(ASSIGNMENT) The records below are to be reproduced word for word.

# # # # # # #

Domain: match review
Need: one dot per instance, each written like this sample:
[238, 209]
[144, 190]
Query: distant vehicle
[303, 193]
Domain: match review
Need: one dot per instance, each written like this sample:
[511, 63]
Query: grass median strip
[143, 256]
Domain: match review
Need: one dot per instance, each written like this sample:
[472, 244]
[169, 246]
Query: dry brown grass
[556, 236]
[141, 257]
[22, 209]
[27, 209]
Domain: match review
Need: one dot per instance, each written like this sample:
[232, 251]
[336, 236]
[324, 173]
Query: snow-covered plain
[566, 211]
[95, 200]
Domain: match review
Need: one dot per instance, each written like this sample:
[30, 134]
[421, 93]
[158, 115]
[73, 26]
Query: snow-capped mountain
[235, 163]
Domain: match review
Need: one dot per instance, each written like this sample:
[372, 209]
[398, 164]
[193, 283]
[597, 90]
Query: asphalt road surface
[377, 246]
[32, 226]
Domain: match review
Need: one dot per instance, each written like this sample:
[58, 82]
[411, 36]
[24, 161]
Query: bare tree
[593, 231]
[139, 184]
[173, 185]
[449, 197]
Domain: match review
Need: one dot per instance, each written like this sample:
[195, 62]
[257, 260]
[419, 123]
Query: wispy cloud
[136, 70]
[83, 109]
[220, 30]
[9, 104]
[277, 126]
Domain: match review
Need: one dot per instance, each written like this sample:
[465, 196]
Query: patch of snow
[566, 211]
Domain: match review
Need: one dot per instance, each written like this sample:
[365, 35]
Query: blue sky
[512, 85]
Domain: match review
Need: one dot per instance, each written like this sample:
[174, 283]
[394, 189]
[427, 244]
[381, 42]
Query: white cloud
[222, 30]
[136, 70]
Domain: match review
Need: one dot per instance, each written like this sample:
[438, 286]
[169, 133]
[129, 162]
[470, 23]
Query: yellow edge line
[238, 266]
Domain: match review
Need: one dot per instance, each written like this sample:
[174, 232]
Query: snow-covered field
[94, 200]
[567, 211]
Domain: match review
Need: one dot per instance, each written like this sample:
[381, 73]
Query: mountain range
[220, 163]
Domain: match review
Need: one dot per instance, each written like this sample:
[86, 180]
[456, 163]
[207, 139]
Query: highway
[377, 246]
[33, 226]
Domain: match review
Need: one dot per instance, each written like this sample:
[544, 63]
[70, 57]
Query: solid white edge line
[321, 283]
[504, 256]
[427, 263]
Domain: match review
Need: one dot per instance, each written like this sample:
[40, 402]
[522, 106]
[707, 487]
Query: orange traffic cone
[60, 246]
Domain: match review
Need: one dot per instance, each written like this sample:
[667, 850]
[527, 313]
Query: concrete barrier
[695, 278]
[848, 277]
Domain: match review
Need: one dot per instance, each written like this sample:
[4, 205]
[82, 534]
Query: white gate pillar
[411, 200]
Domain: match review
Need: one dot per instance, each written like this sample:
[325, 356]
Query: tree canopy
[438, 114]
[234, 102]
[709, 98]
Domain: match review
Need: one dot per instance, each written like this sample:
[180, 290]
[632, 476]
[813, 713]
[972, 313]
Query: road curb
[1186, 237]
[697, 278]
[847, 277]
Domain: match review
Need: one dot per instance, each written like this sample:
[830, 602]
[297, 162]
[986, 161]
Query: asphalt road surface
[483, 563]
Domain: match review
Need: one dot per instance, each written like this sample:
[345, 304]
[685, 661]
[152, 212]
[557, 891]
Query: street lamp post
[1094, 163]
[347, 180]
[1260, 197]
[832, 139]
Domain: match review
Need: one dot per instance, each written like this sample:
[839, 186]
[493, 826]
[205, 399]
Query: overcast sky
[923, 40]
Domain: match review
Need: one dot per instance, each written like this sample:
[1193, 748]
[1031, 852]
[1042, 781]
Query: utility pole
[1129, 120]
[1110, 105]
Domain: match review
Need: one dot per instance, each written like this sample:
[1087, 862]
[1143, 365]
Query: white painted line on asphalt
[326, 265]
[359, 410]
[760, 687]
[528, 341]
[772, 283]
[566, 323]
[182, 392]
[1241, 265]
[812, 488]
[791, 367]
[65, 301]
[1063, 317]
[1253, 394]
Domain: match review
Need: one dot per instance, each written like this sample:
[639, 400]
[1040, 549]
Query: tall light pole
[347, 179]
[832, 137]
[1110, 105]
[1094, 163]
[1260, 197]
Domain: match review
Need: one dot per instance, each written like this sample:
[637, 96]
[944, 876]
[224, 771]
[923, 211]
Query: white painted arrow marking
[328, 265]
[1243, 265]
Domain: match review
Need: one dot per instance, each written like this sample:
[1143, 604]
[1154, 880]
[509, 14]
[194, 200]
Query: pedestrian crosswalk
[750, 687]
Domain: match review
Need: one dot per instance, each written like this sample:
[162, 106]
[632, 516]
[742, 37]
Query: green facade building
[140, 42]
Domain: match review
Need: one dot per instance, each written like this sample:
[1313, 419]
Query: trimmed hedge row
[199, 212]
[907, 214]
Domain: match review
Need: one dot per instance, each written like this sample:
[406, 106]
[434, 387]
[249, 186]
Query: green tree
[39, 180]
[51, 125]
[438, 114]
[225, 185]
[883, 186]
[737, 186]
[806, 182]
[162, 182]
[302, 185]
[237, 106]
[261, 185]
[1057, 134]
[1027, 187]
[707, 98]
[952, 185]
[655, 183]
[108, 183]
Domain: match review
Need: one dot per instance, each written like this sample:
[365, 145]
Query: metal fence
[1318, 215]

# # # # # # #

(EXPECTED OUTPUT)
Domain: match review
Need: one dot per instance, each written like this sample:
[238, 209]
[144, 190]
Query: distant vehicle
[303, 193]
Domain: match review
Need: one dot per instance, each written like this sample:
[511, 63]
Query: grass median strip
[143, 256]
Domain: match review
Need: one dot per instance, each written like this sample:
[472, 244]
[169, 246]
Query: dry brown grass
[556, 236]
[141, 257]
[22, 209]
[27, 209]
Domain: match review
Need: one dot per instance, each written like this sample:
[232, 251]
[336, 236]
[324, 173]
Query: snow-covered plain
[566, 211]
[95, 200]
Domain: match review
Need: one dot per instance, each written like this sample:
[30, 134]
[421, 93]
[158, 115]
[73, 26]
Query: snow-capped mountain
[235, 163]
Domain: match review
Need: one dot per instance, each written like this sample:
[372, 209]
[398, 164]
[193, 283]
[597, 90]
Query: asphalt road surface
[377, 246]
[32, 226]
Domain: match review
Need: one dot per instance, each written like this sample:
[58, 82]
[411, 36]
[24, 161]
Query: bare tree
[593, 231]
[139, 184]
[173, 185]
[449, 197]
Domain: match review
Need: one dot per instance, each written like this sample:
[195, 62]
[257, 260]
[419, 123]
Query: wispy cloud
[136, 70]
[83, 109]
[220, 30]
[9, 104]
[277, 126]
Domain: match review
Need: one dot per instance, each written like this sample:
[465, 196]
Query: patch of snow
[566, 211]
Domain: match review
Need: one dot per instance, each written like this sample:
[365, 35]
Query: blue sky
[512, 85]
Domain: match review
Need: one dot per instance, each written like this sample:
[174, 283]
[394, 189]
[427, 244]
[381, 42]
Query: white cloud
[222, 30]
[136, 70]
Domain: match review
Need: one dot per instance, each written like this sample:
[438, 286]
[169, 133]
[129, 162]
[470, 23]
Query: yellow edge line
[238, 266]
Domain: match review
Need: one dot per instance, each written like this sample:
[174, 232]
Query: snow-covered field
[94, 200]
[567, 211]
Domain: match review
Need: one dot per instance, each written like this sample:
[381, 73]
Query: mountain range
[220, 163]
Domain: match review
Need: one dot per instance, each written like this sample:
[86, 180]
[456, 163]
[207, 139]
Query: highway
[377, 246]
[33, 226]
Domain: match review
Need: one dot per instance, each written like this sample:
[544, 63]
[70, 57]
Query: solid white edge line
[321, 283]
[504, 256]
[427, 263]
Domain: match review
Need: one dot per instance, each written like this sample:
[40, 402]
[522, 106]
[707, 487]
Query: orange traffic cone
[60, 246]
Domain: match review
Need: one dot per instance, each written like this sample:
[667, 850]
[527, 313]
Query: concrete barrier
[695, 278]
[848, 277]
Domain: match review
Need: one dot per instance, each written like this sample:
[4, 205]
[82, 534]
Query: white gate pillar
[411, 200]
Domain: match review
Need: one dot per instance, each written like this sample:
[325, 356]
Query: tree canopy
[438, 114]
[234, 102]
[709, 98]
Domain: match review
Need: one dot per instance, each written like this sample:
[180, 290]
[632, 476]
[813, 713]
[972, 313]
Query: road curb
[1186, 237]
[697, 278]
[847, 277]
Domain: match review
Need: one dot per instance, each written like this sample:
[830, 602]
[297, 162]
[986, 161]
Query: asphalt road surface
[483, 563]
Domain: match review
Need: one dot per instance, each written like this sample:
[345, 304]
[685, 661]
[152, 212]
[557, 891]
Query: street lamp post
[1094, 163]
[347, 180]
[1260, 197]
[832, 139]
Domain: match review
Need: one dot per instance, each written like this sample:
[839, 186]
[493, 826]
[205, 399]
Query: overcast sky
[923, 40]
Domain: match review
Need: one dot per instance, each written like this sample:
[1193, 748]
[1031, 852]
[1042, 781]
Query: utility pole
[1129, 120]
[1110, 105]
Domain: match review
Need: one dot per instance, each written like this sample:
[1087, 862]
[1143, 365]
Query: white painted line on asphalt
[326, 265]
[359, 410]
[760, 687]
[528, 341]
[772, 283]
[566, 323]
[182, 392]
[1241, 265]
[812, 488]
[791, 367]
[65, 301]
[1063, 317]
[1253, 394]
Domain: match review
Need: one dot per instance, each written like this sample:
[639, 400]
[1040, 549]
Query: tall light pole
[347, 179]
[832, 137]
[1110, 105]
[1094, 163]
[1260, 197]
Domain: match review
Need: one dot per instance, each written like this sample:
[637, 96]
[944, 876]
[224, 771]
[923, 211]
Query: white painted arrow marking
[328, 265]
[1243, 265]
Domain: match review
Need: one dot per instance, each written like this sample:
[1143, 604]
[1154, 880]
[509, 14]
[194, 200]
Query: pedestrian crosswalk
[750, 687]
Domain: match review
Need: one dot per instance, each written like this sample:
[162, 106]
[632, 516]
[742, 37]
Query: green facade building
[140, 42]
Domain: match review
Need: one dot per instance, each written like this sample:
[1313, 419]
Query: trimmed hedge row
[199, 212]
[907, 214]
Domain: match review
Need: one dot per instance, each written like this sample:
[406, 106]
[434, 387]
[249, 186]
Query: green tree
[39, 180]
[51, 125]
[438, 114]
[225, 185]
[883, 186]
[737, 186]
[806, 182]
[162, 182]
[302, 185]
[237, 106]
[261, 185]
[1057, 134]
[1027, 187]
[707, 98]
[952, 185]
[655, 183]
[108, 183]
Domain: match review
Need: one dot per instance, each written like this sample:
[365, 145]
Query: metal fence
[1318, 215]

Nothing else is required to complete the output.